What you will do
1. Decide whether each statement below agrees with the passage on the Lindsay Institute: (a) the building was designed by Traill and Stewart; (b) the building opened in 1924; (c) the library it houses is run by the town of Lanark itself. Answer yes or no for each and quote the deciding words.
2. Carry on the passage about the Lindsay Institute, picking up after its final sentence.

Selected passage
*** Begin section ***
Design and construction
- Architect(s): Traill and Stewart

= Lindsay Institute =

Public library in Lanark in Scotland

The Lindsay Institute is a Category B listed building in Lanark, Scotland, which was opened by Sheriff Scott Moncrieff on 25 June 1914 with a free reading room, library and museum. The building is still in use today and houses the Lanark Library, which is run by South Lanarkshire Leisure and Culture.
*** End section ***
Point-localization data
*** Begin section ***
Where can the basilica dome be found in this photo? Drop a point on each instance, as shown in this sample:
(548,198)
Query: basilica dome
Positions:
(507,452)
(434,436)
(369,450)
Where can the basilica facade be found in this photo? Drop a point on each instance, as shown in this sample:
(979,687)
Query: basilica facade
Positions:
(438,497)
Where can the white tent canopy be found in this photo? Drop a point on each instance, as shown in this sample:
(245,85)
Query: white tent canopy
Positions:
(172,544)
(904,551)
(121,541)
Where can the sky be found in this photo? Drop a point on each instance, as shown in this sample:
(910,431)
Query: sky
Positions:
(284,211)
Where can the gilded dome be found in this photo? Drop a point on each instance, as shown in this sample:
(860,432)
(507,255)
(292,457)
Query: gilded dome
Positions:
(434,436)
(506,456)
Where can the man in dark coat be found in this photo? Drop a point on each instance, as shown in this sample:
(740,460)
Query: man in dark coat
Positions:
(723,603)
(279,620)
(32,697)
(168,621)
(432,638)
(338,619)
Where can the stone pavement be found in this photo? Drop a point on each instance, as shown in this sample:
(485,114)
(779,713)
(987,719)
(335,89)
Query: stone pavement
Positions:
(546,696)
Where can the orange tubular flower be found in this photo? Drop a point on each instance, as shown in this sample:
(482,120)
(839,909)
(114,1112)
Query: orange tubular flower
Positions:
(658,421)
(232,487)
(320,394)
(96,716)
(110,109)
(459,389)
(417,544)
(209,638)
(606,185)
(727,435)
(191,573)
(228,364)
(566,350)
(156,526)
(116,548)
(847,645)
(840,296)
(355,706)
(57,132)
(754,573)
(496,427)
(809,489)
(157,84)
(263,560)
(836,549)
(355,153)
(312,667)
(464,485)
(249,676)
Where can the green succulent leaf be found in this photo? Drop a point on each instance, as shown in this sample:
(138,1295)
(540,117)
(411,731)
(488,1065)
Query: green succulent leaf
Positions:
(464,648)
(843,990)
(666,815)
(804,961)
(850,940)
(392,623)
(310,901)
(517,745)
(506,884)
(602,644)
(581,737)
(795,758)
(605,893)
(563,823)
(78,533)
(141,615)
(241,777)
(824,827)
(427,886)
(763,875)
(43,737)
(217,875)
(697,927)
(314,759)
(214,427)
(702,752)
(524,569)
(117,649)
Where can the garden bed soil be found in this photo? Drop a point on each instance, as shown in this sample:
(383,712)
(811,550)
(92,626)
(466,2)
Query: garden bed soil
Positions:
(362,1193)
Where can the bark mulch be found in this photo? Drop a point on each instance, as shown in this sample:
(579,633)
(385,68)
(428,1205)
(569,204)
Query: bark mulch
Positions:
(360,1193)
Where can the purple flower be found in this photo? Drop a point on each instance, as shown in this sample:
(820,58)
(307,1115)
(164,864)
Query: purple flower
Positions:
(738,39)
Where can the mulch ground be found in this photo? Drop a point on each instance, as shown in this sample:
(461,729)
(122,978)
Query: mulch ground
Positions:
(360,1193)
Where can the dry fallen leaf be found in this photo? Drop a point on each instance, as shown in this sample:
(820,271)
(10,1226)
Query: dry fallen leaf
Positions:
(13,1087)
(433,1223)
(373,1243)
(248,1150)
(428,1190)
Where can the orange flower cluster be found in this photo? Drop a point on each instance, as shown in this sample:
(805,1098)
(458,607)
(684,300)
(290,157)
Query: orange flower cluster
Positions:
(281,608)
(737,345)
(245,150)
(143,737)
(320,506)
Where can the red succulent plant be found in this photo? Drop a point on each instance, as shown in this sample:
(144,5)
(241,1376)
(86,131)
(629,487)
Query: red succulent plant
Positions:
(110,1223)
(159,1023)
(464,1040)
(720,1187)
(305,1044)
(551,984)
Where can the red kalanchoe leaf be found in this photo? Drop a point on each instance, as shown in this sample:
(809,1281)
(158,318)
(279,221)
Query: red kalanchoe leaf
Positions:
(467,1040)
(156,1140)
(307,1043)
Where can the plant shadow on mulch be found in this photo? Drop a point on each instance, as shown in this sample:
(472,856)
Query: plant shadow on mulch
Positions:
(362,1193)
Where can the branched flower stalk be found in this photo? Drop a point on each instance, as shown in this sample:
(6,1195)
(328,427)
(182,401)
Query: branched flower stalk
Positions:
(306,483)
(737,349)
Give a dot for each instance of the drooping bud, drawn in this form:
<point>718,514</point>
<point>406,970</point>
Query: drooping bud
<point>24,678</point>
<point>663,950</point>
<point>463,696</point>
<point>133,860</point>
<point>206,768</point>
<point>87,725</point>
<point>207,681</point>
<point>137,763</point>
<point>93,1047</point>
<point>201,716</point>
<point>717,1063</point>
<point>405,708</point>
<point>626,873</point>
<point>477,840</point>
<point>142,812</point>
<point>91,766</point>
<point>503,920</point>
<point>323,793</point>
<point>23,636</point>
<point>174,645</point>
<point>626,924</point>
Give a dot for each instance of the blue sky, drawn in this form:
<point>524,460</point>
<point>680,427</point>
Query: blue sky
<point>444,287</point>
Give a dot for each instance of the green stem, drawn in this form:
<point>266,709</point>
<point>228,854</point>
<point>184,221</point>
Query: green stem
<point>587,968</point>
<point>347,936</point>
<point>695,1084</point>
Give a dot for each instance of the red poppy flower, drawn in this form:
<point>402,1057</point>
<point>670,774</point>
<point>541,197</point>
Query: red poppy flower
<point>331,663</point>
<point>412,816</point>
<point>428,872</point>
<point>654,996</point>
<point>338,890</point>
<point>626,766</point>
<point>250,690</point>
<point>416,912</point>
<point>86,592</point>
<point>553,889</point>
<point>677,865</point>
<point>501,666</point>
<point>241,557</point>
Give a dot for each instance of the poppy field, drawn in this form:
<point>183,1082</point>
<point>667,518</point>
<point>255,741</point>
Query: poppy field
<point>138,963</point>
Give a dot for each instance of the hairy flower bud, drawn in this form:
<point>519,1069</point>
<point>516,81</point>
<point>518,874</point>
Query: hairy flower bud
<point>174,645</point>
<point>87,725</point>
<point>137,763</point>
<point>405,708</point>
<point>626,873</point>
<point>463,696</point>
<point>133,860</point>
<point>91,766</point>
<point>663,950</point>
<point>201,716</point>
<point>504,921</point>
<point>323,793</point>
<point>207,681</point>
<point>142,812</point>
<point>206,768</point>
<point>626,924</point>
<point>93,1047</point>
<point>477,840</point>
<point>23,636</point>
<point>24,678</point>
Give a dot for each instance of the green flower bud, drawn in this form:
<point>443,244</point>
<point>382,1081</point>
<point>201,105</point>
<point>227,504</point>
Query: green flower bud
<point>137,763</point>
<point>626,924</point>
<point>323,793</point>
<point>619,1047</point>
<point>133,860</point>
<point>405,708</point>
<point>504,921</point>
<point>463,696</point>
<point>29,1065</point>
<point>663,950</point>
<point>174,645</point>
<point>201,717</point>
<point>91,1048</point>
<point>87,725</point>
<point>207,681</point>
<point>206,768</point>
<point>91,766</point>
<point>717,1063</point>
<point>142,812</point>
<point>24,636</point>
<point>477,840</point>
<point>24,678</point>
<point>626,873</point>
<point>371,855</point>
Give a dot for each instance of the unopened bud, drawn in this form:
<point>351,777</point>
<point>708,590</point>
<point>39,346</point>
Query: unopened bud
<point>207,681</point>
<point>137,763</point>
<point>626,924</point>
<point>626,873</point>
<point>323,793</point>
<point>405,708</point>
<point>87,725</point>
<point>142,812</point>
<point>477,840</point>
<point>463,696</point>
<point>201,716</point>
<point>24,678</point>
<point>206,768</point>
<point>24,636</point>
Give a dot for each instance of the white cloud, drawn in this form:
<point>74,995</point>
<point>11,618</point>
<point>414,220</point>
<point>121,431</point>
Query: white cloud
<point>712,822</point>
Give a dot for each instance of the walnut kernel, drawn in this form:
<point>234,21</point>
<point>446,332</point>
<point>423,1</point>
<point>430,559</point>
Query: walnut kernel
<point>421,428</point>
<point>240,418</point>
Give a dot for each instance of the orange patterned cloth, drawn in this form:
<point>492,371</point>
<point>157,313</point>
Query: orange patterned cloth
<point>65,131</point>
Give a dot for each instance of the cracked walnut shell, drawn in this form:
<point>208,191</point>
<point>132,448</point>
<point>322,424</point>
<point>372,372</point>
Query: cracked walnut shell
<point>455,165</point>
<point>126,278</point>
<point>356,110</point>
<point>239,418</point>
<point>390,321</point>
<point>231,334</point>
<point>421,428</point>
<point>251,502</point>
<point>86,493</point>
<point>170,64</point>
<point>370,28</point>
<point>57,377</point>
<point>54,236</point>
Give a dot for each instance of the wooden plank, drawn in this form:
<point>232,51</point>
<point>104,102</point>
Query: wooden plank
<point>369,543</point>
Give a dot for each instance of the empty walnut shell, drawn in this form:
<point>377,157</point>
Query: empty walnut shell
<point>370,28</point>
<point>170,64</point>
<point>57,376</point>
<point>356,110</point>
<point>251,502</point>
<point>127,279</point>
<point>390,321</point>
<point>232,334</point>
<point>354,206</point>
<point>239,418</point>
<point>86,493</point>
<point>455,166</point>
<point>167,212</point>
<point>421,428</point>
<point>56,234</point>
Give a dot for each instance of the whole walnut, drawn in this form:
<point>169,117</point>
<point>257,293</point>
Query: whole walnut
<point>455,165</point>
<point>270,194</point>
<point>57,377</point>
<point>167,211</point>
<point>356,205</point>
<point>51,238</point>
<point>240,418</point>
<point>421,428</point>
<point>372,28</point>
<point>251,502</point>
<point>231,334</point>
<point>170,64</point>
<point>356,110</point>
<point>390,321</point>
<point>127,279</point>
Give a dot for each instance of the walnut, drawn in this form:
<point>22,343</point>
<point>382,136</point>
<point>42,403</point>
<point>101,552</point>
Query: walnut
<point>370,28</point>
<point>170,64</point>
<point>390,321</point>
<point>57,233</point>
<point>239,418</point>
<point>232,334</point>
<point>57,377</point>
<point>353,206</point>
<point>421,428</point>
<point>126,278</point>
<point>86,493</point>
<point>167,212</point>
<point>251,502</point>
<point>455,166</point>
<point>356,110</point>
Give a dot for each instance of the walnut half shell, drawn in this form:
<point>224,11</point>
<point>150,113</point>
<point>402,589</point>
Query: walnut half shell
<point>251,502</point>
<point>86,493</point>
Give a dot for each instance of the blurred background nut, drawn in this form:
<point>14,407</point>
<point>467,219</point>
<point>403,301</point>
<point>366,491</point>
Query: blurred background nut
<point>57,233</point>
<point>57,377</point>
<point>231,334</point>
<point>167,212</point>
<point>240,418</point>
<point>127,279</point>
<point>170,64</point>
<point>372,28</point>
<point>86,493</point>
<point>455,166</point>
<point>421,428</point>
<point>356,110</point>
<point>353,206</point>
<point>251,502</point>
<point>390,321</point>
*** End section ***
Your written answers
1.
(a) Yes: "Architect(s): Traill and Stewart"
(b) No: "opened by Sheriff Scott Moncrieff on 25 June 1914"
(c) No: "which is run by South Lanarkshire Leisure and Culture"

2.
== History ==
The Lindsay Institute is named after its Lanark-born benefactor Charles Lindsay of Ridge Park, Lanark. He gifted the money to the town but it took 30 years before his vision of a library, reading room and museum was realised. He was a man who was keen to provide support for projects which would benefit the people of his home town. The Lindsay Institute was opened on 25 June 1914 by Sheriff Scott Moncrieff. The architects were John Traill and John Stewart of Traill and Stewart. The library is situated on the corner of Hope Street and North Vennel. The building is a classical design and is built of Ashlar stone which came from Denwick Quarry in Northumberland. The toilet in the library retains all its original features except the toilet seat which has been replaced. The building now houses Lanark Library, which is run by South Lanarkshire Leisure and Culture.

== Collections ==

- William Smellie collection of medical text books.